- _RECORDS TO PROCESS_
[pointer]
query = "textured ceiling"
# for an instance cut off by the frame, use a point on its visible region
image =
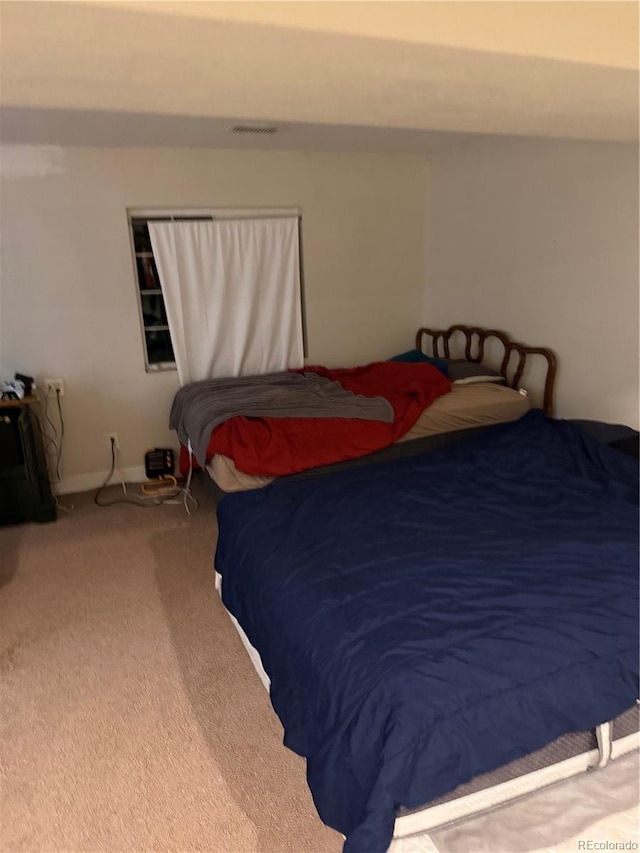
(414, 76)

- _TASK STATEMENT_
Recast the listing above as a Markdown table with two columns, Number and Line Text, giving each nonblank line its own numbered row. Leave the pictures out of the answer.

- _WORKED ANSWER_
| Number | Line Text |
|---|---|
| 1 | [pointer] |
| 2 | query = "textured ceiling" |
| 3 | # for an instance cut off by the frame, use a point on its visible region |
| 4 | image = |
| 5 | (414, 76) |